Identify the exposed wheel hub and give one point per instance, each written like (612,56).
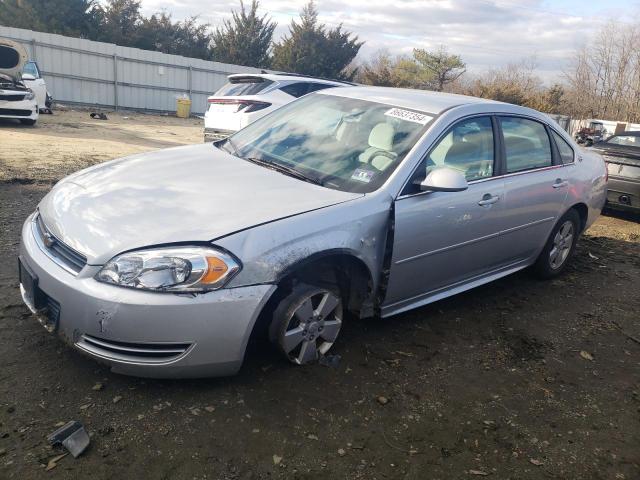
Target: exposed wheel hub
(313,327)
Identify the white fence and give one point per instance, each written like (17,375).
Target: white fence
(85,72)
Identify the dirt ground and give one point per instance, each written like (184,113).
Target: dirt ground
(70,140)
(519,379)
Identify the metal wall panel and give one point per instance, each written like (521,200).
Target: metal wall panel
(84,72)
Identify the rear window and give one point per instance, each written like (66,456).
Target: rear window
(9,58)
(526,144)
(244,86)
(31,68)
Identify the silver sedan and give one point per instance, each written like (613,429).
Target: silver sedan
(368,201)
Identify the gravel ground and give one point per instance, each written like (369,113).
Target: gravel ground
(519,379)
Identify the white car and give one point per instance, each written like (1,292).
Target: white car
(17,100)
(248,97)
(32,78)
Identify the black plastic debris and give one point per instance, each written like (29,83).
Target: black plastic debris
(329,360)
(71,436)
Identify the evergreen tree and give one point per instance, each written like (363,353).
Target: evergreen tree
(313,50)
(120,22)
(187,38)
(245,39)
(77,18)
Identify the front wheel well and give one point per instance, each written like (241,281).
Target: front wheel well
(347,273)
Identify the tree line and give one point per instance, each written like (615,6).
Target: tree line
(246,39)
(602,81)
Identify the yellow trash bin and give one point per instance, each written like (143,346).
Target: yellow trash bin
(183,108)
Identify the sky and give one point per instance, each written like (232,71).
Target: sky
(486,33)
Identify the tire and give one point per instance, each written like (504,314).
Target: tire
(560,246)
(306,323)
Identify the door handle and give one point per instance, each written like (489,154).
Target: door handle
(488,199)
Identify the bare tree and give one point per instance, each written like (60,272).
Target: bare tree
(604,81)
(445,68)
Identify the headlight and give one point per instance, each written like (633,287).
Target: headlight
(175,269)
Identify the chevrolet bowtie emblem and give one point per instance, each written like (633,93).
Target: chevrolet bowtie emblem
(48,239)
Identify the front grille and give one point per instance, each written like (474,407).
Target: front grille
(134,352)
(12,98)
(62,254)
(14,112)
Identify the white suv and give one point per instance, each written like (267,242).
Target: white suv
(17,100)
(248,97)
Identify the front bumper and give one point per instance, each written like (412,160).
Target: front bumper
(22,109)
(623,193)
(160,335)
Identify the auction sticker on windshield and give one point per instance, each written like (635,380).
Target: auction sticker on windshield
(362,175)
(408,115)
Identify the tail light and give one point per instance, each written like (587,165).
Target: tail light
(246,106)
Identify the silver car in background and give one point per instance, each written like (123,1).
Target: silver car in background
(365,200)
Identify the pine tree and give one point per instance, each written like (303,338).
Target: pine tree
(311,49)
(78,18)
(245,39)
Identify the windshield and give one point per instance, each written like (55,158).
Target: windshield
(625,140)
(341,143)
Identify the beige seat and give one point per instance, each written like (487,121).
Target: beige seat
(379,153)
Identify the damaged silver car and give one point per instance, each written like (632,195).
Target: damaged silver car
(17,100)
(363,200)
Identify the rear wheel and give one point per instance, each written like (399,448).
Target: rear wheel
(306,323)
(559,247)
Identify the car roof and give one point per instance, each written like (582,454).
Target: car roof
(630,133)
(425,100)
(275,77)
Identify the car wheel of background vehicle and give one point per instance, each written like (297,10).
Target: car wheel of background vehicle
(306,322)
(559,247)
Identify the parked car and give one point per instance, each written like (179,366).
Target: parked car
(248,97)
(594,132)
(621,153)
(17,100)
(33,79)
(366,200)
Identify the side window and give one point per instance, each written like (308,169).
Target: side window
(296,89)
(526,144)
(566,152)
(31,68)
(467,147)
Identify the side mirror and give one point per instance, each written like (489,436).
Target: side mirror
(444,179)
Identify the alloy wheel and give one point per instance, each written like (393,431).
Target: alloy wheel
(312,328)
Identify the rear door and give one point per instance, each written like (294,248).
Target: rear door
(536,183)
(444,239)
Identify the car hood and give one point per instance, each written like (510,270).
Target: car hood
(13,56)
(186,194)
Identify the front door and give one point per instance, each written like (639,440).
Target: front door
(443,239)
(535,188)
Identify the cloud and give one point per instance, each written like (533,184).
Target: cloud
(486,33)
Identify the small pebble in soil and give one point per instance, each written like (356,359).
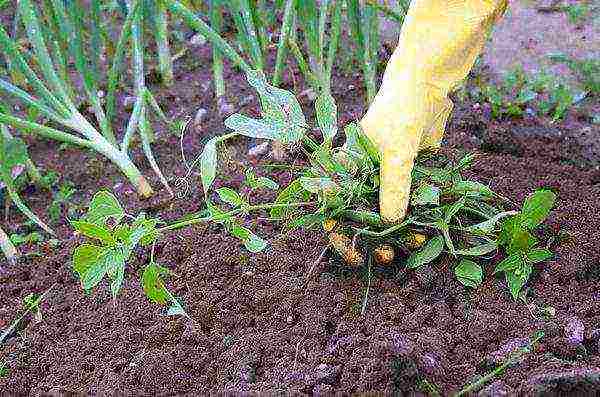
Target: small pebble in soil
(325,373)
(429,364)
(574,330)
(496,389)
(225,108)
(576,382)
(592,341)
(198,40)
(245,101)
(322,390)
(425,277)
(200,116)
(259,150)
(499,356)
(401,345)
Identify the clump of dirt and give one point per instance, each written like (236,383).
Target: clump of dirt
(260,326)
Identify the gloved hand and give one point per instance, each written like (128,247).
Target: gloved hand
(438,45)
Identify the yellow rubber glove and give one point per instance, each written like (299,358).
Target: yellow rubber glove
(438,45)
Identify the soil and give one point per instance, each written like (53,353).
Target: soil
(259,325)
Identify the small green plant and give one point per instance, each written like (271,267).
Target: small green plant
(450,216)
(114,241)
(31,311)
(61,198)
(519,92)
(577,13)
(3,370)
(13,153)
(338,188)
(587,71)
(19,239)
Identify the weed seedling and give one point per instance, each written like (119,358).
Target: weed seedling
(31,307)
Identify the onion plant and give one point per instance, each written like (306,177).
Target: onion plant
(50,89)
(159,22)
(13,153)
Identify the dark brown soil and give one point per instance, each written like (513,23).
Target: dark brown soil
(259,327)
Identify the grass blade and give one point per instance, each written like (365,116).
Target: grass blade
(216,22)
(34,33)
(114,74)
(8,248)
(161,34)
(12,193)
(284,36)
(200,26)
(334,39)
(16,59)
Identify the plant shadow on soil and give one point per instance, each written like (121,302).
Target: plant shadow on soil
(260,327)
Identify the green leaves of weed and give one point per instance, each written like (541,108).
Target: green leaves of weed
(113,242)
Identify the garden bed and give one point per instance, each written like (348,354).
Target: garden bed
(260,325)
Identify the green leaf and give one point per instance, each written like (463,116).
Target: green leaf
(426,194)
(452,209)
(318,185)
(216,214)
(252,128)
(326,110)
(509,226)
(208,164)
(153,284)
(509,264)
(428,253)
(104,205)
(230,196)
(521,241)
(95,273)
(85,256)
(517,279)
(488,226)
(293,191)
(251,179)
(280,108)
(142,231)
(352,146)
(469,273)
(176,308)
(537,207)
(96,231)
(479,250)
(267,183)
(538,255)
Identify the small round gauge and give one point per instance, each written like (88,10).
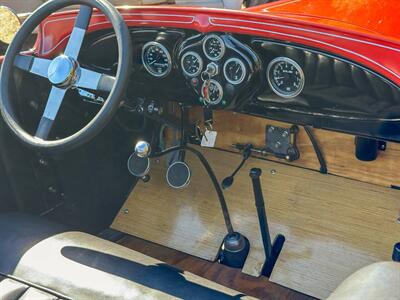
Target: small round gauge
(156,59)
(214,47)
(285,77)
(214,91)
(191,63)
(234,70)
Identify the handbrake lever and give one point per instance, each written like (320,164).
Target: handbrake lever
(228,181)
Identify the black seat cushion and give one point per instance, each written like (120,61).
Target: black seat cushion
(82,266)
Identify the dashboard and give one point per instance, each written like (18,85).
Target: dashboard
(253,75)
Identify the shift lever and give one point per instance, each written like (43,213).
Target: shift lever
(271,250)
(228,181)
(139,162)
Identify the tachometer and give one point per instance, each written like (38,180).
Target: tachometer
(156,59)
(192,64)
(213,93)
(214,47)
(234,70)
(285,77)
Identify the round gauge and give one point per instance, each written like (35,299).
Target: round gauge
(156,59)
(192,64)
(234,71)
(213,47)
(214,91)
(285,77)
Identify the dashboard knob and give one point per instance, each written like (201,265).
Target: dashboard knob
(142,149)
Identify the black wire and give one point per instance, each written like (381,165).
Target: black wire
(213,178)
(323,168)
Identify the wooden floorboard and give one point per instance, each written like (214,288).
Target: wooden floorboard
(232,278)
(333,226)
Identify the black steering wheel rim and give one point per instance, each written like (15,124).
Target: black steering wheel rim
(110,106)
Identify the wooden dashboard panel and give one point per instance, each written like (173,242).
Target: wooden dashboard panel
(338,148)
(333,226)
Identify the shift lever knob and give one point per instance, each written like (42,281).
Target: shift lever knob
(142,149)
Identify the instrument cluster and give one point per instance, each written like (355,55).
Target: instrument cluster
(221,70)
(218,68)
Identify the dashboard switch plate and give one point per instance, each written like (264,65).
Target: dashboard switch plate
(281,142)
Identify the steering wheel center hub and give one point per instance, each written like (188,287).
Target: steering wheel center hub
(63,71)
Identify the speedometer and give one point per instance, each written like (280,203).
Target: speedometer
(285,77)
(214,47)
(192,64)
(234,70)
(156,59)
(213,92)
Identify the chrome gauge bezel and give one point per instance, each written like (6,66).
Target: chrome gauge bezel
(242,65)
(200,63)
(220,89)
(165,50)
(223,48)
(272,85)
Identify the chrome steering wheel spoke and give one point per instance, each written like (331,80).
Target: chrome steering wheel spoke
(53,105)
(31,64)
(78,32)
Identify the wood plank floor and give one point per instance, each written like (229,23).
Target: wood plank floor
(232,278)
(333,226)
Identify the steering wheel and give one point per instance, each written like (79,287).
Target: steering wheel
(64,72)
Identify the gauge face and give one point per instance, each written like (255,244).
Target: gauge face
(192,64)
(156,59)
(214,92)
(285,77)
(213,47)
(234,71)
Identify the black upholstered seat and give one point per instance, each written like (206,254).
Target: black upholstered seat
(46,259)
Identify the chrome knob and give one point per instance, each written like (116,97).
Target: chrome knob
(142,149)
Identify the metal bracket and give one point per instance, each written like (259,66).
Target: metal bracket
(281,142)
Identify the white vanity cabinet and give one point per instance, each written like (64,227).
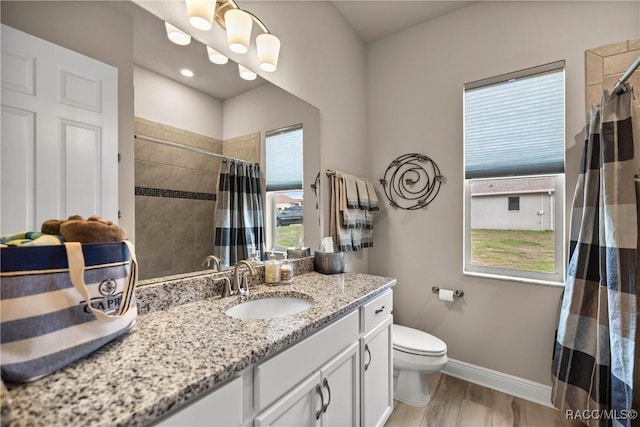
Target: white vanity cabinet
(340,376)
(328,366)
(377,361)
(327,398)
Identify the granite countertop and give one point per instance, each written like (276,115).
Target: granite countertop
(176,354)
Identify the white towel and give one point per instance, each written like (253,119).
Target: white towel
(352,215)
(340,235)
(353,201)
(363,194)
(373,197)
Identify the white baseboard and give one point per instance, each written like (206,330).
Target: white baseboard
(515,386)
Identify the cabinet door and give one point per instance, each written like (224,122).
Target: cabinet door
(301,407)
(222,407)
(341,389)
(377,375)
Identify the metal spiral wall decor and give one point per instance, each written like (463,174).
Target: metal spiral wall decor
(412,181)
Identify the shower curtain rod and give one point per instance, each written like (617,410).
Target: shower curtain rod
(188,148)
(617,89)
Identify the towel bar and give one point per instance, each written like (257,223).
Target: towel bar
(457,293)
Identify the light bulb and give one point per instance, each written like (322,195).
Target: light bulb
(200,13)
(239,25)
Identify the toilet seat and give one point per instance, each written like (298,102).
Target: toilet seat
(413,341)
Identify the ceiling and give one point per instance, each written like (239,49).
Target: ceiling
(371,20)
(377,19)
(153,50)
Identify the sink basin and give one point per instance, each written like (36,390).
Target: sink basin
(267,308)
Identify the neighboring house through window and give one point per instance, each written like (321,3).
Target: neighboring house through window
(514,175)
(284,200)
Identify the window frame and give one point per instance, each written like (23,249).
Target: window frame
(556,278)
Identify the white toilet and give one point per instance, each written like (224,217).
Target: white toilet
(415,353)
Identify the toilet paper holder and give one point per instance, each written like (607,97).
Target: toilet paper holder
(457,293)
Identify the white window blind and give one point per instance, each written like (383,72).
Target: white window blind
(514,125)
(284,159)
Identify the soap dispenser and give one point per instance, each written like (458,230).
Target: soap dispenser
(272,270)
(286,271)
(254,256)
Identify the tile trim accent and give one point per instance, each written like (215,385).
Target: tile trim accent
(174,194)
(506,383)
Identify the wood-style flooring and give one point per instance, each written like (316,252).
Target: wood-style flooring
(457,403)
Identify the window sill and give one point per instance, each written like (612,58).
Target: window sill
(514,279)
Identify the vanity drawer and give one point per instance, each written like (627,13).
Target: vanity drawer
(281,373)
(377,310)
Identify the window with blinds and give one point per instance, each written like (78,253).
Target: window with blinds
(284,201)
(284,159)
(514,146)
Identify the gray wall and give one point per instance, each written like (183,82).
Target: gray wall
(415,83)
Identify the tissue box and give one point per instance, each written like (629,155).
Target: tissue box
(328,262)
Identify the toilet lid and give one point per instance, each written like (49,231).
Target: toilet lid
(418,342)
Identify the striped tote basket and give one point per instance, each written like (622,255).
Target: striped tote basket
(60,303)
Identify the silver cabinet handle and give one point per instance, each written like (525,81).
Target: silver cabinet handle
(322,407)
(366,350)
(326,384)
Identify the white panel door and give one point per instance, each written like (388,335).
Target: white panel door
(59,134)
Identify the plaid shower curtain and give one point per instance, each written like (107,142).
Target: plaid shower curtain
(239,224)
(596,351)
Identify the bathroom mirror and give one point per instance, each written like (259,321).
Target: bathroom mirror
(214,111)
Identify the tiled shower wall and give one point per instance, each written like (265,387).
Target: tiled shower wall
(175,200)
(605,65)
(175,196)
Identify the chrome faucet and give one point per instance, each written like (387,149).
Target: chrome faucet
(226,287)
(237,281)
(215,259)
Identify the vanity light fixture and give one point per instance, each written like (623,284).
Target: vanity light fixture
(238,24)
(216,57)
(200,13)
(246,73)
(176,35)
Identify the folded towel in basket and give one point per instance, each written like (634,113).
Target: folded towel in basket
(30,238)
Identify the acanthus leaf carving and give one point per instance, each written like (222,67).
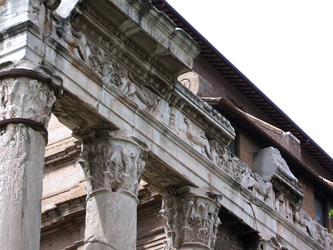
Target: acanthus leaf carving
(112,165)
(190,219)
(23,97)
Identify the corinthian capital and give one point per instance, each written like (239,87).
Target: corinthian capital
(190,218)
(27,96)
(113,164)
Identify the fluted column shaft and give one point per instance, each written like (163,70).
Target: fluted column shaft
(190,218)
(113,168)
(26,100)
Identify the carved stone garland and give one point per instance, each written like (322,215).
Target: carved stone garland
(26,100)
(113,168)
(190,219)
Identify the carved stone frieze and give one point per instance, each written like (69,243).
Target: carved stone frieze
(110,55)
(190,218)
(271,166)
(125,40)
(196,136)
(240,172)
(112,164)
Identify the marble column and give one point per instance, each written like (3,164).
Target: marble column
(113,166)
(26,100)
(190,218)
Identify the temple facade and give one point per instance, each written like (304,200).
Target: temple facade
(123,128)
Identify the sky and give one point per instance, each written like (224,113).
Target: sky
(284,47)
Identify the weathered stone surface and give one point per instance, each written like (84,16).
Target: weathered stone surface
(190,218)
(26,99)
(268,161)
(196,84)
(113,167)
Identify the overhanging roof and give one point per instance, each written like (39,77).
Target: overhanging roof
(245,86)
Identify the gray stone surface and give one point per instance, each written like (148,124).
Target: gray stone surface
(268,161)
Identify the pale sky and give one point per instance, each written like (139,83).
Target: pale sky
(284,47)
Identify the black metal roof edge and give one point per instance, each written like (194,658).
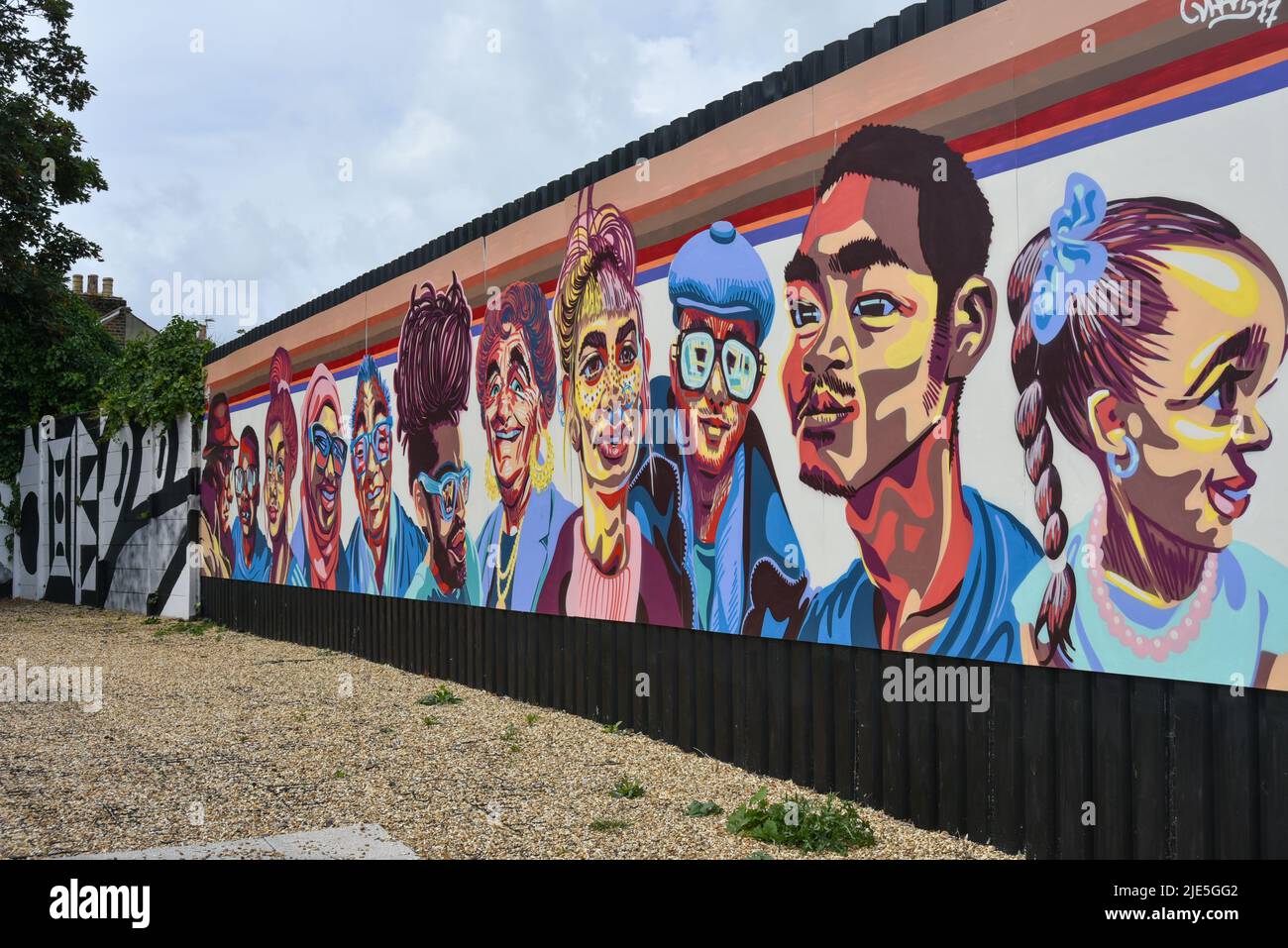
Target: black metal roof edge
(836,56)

◇ ◇ ◇ ◇ ◇ ◇ ◇

**Your objective**
Reproduce only the lines running from the beginning of the entries above to the line holding "Identify the front wheel", inclusive. Pictures stay out of the copy.

**Result**
Identify the exposed wheel hub and give one point per instance, each written like (612,56).
Target: exposed wheel hub
(313,327)
Identify the white fence and give one point per instance, each written like (17,375).
Target: white fence
(85,72)
Identify the dirt ground and give one point per instance, each written like (184,113).
Target: dirt ground
(70,140)
(519,379)
Identify the metal wall panel and give one point per instance, each written like (521,200).
Target: metal wall panel
(84,72)
Identify the rear window and give one point per instance, each written like (66,456).
Target: rear window
(9,58)
(526,144)
(244,86)
(31,68)
Identify the silver sedan and give one point per instance, each written like (613,429).
Target: silver sedan
(368,201)
Identify the gravel ground and give one point per instance, each written like (369,113).
Target: gravel ground
(519,379)
Identify the white car and give one point per instance, each written like (1,292).
Target: white car
(17,100)
(248,97)
(32,78)
Identify the black plastic debris and give one point per instance, each written like (29,83).
Target: black plastic debris
(329,360)
(71,436)
Identify the evergreen tree and give one point per instance, each written like (363,353).
Target: evergreen tree
(313,50)
(120,22)
(187,38)
(245,39)
(77,18)
Identify the front wheel well and give one point per instance, each written like (241,281).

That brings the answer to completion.